• [Shape annotation entries]:
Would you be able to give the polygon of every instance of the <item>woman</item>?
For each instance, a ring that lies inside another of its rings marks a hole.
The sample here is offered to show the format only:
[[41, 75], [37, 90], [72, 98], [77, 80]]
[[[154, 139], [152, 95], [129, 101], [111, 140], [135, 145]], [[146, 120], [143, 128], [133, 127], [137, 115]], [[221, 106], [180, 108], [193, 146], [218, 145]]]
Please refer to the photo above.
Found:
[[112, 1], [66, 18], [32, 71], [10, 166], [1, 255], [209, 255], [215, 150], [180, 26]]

• [Requirements]: From the first line to the last, retype the data exactly.

• [Written response]:
Would you be able to give the polygon of every instance of the <item>woman</item>?
For each instance, a ring that lies inside another of its rings marks a hole.
The sample here is offered to show the format only:
[[41, 75], [37, 90], [72, 98], [77, 80]]
[[[154, 139], [152, 95], [129, 101], [111, 140], [135, 145]], [[146, 120], [143, 128], [133, 127], [137, 115]], [[221, 106], [180, 108], [193, 146], [218, 145]]]
Please refer to the photo above.
Found:
[[112, 1], [66, 18], [32, 71], [10, 166], [1, 255], [209, 255], [215, 150], [180, 26]]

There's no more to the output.